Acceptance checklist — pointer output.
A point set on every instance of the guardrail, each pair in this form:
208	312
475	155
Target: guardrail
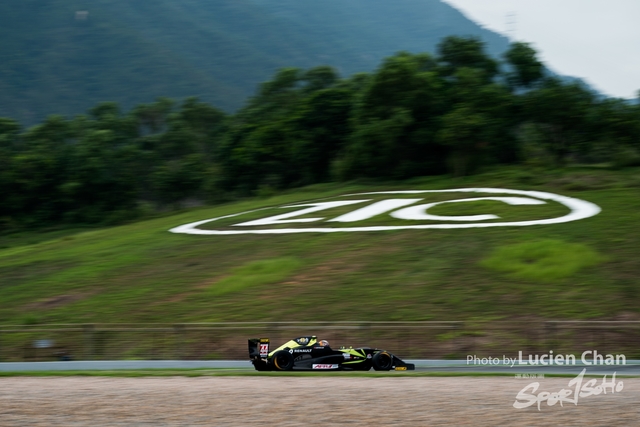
228	340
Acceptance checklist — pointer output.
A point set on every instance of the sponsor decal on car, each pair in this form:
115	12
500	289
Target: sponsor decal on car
411	213
264	350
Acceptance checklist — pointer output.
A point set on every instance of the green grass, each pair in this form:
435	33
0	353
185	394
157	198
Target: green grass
542	260
256	273
141	273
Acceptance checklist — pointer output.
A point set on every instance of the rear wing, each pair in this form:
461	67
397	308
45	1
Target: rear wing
258	348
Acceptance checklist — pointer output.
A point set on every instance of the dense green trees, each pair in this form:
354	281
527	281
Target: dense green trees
417	114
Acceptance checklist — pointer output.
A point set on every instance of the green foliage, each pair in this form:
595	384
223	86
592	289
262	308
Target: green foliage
132	53
416	115
542	260
527	70
256	273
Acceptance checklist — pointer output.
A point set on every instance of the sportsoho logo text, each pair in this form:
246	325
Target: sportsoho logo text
409	209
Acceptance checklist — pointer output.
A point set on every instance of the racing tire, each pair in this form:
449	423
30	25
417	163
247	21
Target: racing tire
282	361
382	361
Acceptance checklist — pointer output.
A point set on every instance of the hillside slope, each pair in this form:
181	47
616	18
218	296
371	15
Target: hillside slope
143	273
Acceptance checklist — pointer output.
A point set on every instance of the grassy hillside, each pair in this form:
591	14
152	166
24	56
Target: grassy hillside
143	273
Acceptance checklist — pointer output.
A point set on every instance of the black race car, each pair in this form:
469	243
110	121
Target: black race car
309	353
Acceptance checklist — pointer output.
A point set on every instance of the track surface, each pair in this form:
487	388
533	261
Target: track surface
632	368
293	401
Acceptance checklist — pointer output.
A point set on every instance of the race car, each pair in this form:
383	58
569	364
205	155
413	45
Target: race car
309	354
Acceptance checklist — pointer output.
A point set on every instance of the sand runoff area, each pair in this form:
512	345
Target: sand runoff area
315	401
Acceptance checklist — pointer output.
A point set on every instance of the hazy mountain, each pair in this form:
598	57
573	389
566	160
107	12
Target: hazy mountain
64	56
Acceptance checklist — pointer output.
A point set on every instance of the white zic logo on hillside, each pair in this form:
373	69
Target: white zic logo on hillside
403	209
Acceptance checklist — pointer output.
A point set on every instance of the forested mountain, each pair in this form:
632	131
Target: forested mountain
65	56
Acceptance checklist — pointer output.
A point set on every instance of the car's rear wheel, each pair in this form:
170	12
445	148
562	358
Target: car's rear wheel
382	361
282	361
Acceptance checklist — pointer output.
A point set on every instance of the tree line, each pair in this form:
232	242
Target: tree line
417	114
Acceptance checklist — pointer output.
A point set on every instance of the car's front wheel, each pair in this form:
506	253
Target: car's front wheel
282	361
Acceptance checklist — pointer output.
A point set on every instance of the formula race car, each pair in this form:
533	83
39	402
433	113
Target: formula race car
309	353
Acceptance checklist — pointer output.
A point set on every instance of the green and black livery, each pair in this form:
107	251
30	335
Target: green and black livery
308	354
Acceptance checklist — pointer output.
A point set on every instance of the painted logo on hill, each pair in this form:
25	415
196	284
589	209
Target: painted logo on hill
402	210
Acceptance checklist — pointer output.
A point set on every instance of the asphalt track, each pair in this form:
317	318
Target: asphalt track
631	368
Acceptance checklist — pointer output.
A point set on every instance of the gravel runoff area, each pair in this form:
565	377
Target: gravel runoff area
294	401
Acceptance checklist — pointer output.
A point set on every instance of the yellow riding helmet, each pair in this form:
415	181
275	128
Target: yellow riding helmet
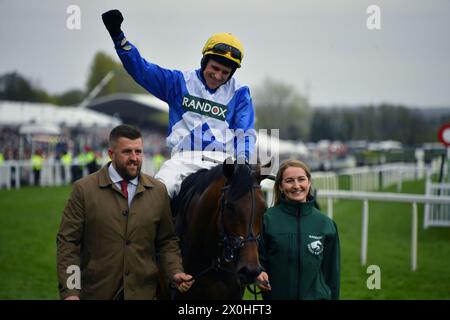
225	45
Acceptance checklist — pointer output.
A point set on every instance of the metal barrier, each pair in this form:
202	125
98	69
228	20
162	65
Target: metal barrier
437	215
414	199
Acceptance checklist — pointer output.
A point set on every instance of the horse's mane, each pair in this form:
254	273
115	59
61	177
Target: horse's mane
197	182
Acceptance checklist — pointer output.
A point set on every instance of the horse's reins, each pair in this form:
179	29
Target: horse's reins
230	243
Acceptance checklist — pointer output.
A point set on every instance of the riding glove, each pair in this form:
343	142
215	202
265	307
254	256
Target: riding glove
112	20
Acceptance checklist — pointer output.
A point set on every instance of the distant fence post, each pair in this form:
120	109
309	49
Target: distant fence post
364	232
414	237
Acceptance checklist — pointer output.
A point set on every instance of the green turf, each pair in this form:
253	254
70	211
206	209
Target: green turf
29	219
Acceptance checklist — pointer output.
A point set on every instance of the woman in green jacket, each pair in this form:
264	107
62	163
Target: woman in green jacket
300	247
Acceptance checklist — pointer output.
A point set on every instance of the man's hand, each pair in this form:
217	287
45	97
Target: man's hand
112	20
183	281
263	281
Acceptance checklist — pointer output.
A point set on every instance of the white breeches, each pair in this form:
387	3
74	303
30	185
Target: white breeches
182	164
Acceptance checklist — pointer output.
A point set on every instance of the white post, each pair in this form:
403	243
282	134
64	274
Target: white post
364	232
330	207
17	175
427	207
414	238
8	175
399	182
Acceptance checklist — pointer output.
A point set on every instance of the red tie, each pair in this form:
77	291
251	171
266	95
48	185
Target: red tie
123	188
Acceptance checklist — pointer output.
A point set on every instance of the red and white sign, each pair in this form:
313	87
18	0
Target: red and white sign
444	134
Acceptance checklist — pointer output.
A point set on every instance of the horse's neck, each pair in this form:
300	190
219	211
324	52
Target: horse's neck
204	225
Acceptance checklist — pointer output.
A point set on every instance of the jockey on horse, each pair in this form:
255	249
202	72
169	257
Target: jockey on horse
210	112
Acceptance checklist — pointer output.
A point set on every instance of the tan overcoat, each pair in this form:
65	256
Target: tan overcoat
116	246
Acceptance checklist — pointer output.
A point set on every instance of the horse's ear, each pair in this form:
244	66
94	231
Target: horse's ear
228	168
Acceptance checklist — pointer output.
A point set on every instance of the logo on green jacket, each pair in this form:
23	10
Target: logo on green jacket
315	247
205	107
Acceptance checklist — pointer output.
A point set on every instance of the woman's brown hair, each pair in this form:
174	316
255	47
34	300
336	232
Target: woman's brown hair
286	164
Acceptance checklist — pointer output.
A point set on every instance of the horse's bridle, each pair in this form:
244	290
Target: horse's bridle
231	244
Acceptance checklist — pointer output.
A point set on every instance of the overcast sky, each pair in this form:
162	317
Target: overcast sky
322	47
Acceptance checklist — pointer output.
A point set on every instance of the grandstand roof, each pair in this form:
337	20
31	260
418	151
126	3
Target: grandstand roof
138	109
16	113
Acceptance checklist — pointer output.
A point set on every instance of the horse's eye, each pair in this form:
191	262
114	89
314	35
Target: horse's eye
229	205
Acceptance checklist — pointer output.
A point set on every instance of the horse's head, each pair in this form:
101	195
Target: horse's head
241	210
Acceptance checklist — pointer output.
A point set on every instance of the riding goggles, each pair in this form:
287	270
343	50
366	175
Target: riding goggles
223	49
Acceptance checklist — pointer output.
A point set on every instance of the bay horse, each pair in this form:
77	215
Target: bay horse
219	218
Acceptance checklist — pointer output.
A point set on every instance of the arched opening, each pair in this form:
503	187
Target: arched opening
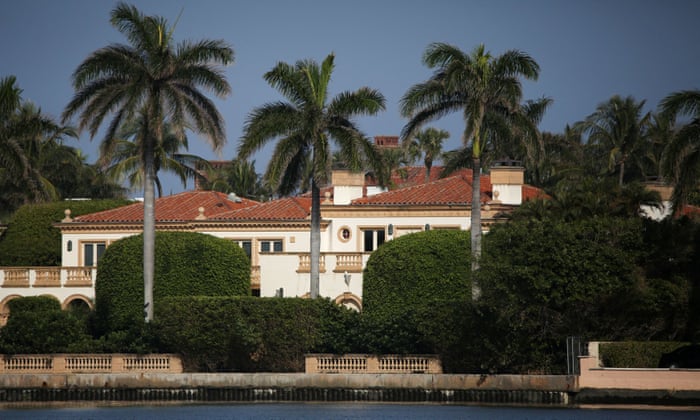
5	310
78	305
350	301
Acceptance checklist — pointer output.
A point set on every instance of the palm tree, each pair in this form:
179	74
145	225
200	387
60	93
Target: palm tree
123	157
304	126
29	143
153	76
681	160
484	88
427	143
618	128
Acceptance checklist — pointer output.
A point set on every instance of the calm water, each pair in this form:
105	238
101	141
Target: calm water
337	411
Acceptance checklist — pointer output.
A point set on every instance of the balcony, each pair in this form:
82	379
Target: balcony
43	277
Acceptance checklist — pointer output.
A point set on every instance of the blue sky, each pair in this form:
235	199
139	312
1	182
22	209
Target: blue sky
588	50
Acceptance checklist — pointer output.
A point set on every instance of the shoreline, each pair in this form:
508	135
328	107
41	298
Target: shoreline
233	388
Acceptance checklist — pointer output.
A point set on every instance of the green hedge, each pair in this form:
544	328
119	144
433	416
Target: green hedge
186	264
248	334
31	239
38	325
635	354
417	270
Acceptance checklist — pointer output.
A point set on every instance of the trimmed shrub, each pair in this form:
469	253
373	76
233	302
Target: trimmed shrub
186	264
248	334
38	325
31	239
415	270
425	272
636	354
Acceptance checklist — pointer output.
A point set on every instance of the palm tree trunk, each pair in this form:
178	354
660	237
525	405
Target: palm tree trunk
622	171
149	231
315	238
475	223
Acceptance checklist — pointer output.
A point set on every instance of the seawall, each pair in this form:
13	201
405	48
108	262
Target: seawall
223	387
555	390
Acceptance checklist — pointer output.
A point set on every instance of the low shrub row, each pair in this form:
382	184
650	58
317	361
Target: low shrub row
635	354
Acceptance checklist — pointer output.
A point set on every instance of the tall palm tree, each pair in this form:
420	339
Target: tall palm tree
29	142
484	88
123	156
304	127
681	161
160	79
618	128
427	143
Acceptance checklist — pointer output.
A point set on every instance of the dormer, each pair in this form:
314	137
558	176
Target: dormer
507	178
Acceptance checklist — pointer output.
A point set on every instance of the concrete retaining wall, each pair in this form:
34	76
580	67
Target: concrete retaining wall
291	380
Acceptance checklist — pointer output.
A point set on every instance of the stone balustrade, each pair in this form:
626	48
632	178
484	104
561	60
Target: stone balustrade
46	277
363	363
90	363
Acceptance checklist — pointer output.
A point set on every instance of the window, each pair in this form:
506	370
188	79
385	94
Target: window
372	239
271	245
246	244
92	252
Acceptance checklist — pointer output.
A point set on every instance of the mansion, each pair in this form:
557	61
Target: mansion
357	216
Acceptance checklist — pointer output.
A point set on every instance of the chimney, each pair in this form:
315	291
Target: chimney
347	185
507	178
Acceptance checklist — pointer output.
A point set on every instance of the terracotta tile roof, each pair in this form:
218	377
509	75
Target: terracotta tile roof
174	208
454	190
413	175
690	211
289	208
******************************
### WHAT YOU ARE ASKED TO DO
Set out exactly, and only, the lines between the first line of the listing and the line containing "A point set on every instance of the green foliage, each", counting both, while leaving every picture out.

### OUTPUT OF THE EXERCISE
Acceptance checklist — pointer output.
A point set on every instance of the guardrail, each pair in this form:
208	312
475	155
Target: guardrail
228	340
Acceptance checklist — pointer output.
A point set on every instance of the sponsor decal on car, each pair in this form:
115	12
500	289
Target: sponsor decal on car
411	213
264	350
Acceptance checklist — pointer output.
A point set on every instance of the green grass, each pair in this form:
435	33
0	353
185	394
157	198
Target: green grass
542	260
256	273
141	273
Acceptance checklist — pointer output.
A point set on every instance of the rear wing, each pair in this form:
461	67
397	308
45	1
Target: rear wing
258	348
Acceptance checklist — pointer output.
A point set on every instance of the dense green trees, each pair in this form:
354	281
527	281
Target: dense green trees
417	114
Acceptance checklist — pointer output.
A point set on every instance of the green foliage, each pair in this form:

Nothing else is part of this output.